**EXERCISE OBJECTIVE**
Convert the lines of the records below, from the line with "target | rider's leg" up to and including the line with "x=227, y=90", into a JSON list of strings with one string per line and blank lines left out. Include no other lines.

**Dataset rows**

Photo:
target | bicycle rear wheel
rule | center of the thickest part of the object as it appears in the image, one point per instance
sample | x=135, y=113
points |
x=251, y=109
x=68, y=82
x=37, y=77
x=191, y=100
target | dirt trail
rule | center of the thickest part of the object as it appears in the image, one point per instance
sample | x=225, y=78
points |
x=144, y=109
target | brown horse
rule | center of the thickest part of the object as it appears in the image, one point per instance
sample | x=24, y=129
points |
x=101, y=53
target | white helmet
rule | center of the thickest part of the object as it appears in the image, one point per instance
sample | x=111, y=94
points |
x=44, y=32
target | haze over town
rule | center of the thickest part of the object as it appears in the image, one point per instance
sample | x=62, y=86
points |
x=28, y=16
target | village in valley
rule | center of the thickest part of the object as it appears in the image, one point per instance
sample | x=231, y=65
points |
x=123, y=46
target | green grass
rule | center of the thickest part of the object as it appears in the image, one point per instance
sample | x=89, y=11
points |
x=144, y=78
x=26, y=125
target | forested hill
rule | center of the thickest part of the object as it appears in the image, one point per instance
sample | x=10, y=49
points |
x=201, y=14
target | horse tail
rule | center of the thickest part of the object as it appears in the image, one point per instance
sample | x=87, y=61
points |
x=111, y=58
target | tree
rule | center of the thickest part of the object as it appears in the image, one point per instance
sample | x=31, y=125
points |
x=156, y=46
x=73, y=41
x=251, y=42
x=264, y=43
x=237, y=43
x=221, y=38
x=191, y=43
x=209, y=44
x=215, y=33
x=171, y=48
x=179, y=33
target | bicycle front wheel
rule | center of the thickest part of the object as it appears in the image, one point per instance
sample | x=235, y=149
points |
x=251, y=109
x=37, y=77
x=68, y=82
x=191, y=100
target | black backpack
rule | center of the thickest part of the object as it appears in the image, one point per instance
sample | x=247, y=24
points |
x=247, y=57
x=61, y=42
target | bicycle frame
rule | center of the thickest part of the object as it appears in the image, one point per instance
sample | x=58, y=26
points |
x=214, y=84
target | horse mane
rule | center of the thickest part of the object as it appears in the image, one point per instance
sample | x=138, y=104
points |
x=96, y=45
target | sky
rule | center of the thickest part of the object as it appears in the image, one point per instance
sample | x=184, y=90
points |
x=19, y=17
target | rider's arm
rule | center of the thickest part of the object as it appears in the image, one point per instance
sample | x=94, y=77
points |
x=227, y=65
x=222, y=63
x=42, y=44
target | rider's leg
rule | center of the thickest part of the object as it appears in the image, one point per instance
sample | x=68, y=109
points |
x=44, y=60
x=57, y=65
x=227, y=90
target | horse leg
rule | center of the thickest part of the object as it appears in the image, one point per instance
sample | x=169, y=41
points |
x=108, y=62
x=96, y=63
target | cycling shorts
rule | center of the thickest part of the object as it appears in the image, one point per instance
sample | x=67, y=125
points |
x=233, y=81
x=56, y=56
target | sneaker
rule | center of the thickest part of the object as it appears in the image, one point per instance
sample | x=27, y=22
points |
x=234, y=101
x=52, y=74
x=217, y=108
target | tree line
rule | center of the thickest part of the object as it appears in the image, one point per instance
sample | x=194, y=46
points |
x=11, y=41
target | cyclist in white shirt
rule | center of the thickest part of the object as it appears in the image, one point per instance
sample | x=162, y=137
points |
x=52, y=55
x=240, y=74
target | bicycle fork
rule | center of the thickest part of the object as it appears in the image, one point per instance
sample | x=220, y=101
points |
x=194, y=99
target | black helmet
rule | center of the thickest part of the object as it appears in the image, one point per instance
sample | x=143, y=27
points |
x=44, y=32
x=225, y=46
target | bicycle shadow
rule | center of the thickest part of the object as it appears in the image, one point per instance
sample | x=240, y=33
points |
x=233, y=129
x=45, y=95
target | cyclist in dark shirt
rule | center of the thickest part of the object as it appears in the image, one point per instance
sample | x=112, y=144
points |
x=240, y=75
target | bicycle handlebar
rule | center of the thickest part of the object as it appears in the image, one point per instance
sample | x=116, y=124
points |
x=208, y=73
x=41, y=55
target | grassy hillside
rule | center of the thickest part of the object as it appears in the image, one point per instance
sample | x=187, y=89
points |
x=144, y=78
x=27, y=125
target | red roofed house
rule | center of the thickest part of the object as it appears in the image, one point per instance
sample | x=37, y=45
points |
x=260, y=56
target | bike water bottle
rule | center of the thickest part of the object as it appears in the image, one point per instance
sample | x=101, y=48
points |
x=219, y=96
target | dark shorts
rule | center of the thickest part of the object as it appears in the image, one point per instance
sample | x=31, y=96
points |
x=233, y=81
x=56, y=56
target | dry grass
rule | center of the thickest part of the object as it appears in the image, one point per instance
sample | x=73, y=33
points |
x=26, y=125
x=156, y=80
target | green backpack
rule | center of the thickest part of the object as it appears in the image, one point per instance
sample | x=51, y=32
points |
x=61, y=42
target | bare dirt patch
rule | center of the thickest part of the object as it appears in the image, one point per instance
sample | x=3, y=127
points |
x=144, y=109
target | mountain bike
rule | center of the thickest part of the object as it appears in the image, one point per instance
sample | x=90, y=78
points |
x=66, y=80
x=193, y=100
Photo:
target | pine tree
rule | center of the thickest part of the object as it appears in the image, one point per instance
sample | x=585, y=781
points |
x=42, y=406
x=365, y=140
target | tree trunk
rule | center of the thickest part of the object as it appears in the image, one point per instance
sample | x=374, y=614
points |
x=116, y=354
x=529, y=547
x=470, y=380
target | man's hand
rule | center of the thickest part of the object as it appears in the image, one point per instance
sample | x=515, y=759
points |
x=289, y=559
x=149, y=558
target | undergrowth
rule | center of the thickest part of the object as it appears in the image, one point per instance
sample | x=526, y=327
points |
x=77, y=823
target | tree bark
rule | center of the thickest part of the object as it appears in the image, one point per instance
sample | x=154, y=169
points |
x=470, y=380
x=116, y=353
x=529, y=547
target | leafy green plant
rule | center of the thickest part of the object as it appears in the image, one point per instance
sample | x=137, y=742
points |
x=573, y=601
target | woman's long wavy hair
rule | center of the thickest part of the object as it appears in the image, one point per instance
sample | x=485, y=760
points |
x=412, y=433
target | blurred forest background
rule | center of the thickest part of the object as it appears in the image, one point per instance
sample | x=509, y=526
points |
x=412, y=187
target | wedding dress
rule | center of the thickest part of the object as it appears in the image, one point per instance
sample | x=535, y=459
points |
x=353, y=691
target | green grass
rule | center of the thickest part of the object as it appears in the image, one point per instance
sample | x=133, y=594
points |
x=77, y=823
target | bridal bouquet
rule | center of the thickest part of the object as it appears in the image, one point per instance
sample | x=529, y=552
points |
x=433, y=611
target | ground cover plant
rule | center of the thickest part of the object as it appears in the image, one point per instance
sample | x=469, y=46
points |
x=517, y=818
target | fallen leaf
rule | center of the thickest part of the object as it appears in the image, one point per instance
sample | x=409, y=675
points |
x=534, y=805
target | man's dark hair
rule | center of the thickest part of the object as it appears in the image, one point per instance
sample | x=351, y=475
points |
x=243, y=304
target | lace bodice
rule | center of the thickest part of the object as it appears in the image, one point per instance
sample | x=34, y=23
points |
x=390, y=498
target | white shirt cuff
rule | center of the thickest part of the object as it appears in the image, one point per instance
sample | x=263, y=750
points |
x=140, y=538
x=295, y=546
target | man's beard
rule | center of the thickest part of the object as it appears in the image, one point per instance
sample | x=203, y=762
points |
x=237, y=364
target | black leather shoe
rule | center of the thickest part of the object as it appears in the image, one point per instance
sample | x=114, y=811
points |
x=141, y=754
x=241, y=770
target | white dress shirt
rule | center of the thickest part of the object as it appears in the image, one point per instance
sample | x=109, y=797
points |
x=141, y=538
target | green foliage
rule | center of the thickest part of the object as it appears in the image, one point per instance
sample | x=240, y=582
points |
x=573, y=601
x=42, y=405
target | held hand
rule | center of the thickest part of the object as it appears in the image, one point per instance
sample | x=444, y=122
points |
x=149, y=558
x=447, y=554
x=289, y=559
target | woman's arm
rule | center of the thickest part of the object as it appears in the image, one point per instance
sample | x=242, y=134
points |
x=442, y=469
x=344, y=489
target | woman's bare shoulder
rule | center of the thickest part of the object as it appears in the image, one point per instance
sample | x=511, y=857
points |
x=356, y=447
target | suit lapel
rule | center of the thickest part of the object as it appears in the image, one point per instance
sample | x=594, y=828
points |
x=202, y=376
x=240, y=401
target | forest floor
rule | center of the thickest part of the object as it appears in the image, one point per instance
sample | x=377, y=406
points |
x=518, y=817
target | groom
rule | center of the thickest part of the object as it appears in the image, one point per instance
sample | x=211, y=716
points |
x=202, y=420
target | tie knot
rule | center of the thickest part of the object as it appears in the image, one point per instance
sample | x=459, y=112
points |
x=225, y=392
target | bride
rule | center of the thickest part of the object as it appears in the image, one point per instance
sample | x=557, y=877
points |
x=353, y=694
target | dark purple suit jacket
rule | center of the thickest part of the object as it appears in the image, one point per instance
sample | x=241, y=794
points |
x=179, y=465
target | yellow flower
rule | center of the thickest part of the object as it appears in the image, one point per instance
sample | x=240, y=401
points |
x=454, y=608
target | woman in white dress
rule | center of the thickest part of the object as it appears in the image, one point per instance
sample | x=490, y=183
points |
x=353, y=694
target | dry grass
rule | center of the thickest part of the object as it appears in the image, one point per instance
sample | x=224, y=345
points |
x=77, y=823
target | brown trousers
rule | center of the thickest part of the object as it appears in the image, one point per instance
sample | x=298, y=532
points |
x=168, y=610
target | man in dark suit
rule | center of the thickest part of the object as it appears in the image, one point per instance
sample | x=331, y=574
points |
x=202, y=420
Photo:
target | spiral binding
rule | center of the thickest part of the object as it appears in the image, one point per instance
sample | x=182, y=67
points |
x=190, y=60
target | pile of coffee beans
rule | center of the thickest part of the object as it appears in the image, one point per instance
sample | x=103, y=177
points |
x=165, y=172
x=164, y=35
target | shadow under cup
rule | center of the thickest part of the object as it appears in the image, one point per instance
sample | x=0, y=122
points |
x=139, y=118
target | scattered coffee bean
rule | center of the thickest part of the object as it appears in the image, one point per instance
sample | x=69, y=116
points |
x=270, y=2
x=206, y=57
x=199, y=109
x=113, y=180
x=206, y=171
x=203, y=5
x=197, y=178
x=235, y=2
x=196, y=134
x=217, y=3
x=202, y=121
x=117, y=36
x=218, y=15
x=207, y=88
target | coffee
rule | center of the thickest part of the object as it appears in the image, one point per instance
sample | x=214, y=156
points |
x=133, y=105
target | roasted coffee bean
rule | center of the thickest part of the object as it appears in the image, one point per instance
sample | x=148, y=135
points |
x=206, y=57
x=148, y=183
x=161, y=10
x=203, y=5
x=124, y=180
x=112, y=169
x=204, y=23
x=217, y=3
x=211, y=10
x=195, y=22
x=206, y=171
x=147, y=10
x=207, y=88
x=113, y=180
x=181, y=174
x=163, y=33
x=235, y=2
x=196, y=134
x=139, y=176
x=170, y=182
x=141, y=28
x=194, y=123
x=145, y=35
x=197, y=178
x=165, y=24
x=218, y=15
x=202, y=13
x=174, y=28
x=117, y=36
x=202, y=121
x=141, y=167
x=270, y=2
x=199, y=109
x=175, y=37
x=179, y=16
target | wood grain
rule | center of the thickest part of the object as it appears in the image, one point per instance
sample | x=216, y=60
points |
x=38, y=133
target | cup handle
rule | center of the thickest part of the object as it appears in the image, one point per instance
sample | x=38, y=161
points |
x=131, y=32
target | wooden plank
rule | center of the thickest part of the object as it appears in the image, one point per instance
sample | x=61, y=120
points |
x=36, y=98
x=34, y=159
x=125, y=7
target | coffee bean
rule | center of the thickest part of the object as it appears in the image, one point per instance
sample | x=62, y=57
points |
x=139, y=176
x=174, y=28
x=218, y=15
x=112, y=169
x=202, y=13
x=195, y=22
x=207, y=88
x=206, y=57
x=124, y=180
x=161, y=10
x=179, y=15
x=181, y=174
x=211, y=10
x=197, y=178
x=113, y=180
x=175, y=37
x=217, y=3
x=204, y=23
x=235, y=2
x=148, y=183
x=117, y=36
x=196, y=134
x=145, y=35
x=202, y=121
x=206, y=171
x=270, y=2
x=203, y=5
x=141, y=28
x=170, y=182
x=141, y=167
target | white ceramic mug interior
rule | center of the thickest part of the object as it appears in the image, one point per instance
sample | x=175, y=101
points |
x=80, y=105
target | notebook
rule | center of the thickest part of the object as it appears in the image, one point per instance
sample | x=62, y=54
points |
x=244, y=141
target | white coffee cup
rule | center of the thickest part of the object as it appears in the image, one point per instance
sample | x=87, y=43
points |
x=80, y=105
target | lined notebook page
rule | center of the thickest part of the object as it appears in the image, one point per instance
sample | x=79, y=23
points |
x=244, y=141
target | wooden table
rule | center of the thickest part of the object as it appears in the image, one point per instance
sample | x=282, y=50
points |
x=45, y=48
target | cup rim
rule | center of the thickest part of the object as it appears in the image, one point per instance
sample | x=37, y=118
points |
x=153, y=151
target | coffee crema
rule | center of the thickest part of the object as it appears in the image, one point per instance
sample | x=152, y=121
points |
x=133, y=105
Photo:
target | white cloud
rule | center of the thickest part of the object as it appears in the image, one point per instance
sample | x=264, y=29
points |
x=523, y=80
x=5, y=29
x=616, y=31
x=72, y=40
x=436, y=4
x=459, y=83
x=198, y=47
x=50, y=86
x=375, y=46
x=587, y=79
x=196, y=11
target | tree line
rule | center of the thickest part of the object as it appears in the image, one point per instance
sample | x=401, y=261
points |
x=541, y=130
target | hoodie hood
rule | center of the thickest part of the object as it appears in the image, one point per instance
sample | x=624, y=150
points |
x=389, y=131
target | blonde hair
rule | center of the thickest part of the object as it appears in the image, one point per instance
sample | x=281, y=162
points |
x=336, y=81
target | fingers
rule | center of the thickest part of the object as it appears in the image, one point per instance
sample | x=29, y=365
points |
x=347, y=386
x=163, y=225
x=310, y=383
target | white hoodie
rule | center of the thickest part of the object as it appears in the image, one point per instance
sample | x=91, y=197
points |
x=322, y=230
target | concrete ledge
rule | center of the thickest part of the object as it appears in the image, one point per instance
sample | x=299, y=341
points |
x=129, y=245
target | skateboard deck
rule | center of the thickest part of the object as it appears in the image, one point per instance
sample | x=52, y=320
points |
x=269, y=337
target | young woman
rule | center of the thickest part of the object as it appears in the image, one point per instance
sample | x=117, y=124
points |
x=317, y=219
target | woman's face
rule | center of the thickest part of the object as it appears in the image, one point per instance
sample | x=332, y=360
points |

**TASK OUTPUT**
[
  "target | rider's leg",
  "rule | center of the thickest part of the object as it appears in the image, one point per instance",
  "sample | x=68, y=109",
  "points |",
  "x=44, y=60",
  "x=57, y=65",
  "x=227, y=90"
]